Rewrite every entry below, swapping "every instance" for "all instances" wherever it occurs and keeping all other text as is. Omit the pictures from the output.
══════
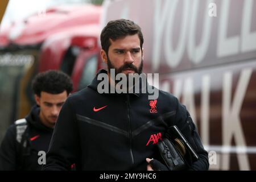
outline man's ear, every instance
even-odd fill
[[[35,97],[36,104],[40,106],[40,97],[36,94],[34,94],[34,97]]]
[[[102,59],[103,62],[107,64],[108,57],[107,57],[106,52],[105,52],[105,51],[104,49],[101,50],[101,59]]]

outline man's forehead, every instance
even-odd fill
[[[115,40],[110,39],[110,47],[115,49],[126,49],[140,48],[140,40],[138,35],[128,35]]]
══════
Output below:
outline man's ear, all instances
even-odd fill
[[[35,97],[36,104],[40,106],[40,97],[36,94],[34,94],[34,97]]]
[[[102,59],[103,62],[107,64],[108,57],[107,57],[106,52],[105,52],[105,51],[104,49],[101,50],[101,59]]]

outline man's forehead, all instances
even-odd fill
[[[115,40],[110,39],[110,47],[115,49],[126,49],[140,48],[140,40],[138,35],[128,35]]]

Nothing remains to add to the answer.